_Given text_.
------------------------------------

Yen falls to weakest since 2010 as BOJ governor accelerates exit

The yen touched the weakest level in almost three years against the dollar after the Bank of Japan governor said he will step down early, accelerating a transition that may aid the prime minister’s plan for aggressive easing.

The euro fluctuated against the dollar as French President Francois Hollande called for leaders to steer the currency’s exchange rate, and the European Central Bank’s balance sheet shrank to the smallest in almost a year after euro-area banks started to repay emergency loans. Australia’s dollar weakened after the central bank said the inflation outlook allowed scope for further interest-rate cuts. BOJ Governor Masaaki Shirakawa will exit on March 19, almost three weeks before his term was due.

“The yen is a big mover today and that has to do with this announcement from Shirakawa that he’s resigning earlier,” Eric Viloria, senior currency strategist at Gain Capital Group LLC in New York, said in a telephone interview. “The rise in euro yen is more of a Japanese yen move.”

------------------------------------

_Raw records_.

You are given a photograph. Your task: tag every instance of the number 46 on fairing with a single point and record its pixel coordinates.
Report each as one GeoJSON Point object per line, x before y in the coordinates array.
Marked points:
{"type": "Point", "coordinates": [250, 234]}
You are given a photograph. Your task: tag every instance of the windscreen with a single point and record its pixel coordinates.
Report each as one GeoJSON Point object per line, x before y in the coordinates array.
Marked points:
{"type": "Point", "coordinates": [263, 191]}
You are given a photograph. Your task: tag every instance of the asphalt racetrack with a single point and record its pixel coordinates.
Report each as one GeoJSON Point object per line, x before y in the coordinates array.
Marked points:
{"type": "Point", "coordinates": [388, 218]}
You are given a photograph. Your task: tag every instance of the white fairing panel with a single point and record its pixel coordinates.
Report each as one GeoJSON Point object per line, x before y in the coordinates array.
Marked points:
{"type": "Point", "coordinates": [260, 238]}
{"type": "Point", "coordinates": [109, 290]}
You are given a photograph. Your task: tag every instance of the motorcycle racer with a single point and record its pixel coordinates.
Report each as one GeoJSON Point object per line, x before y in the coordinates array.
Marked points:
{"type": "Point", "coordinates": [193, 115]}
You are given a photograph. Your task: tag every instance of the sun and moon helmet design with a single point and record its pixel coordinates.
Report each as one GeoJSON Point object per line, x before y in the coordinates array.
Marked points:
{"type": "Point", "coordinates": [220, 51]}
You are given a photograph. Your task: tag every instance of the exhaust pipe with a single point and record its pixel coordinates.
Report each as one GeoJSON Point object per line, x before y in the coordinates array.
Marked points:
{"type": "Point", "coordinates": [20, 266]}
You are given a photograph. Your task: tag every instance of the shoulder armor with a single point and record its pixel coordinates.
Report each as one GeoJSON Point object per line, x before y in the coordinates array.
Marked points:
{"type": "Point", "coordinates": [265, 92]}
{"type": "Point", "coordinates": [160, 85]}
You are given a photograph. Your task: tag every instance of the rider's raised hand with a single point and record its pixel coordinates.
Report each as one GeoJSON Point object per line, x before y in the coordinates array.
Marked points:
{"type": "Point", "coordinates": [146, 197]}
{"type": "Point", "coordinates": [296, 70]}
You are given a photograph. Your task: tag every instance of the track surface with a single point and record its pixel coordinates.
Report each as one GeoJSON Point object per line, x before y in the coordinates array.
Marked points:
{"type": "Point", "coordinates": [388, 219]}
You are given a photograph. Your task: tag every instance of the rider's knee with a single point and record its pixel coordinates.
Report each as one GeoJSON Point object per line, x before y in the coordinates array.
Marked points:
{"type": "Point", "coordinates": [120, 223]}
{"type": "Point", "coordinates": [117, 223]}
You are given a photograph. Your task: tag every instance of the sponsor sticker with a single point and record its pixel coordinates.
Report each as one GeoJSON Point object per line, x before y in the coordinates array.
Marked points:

------------------------------------

_Directions_. Quote the passage of the yen report that starts with "The yen touched" and runs through "term was due.".

_Solution below_.
The yen touched the weakest level in almost three years against the dollar after the Bank of Japan governor said he will step down early, accelerating a transition that may aid the prime minister’s plan for aggressive easing.

The euro fluctuated against the dollar as French President Francois Hollande called for leaders to steer the currency’s exchange rate, and the European Central Bank’s balance sheet shrank to the smallest in almost a year after euro-area banks started to repay emergency loans. Australia’s dollar weakened after the central bank said the inflation outlook allowed scope for further interest-rate cuts. BOJ Governor Masaaki Shirakawa will exit on March 19, almost three weeks before his term was due.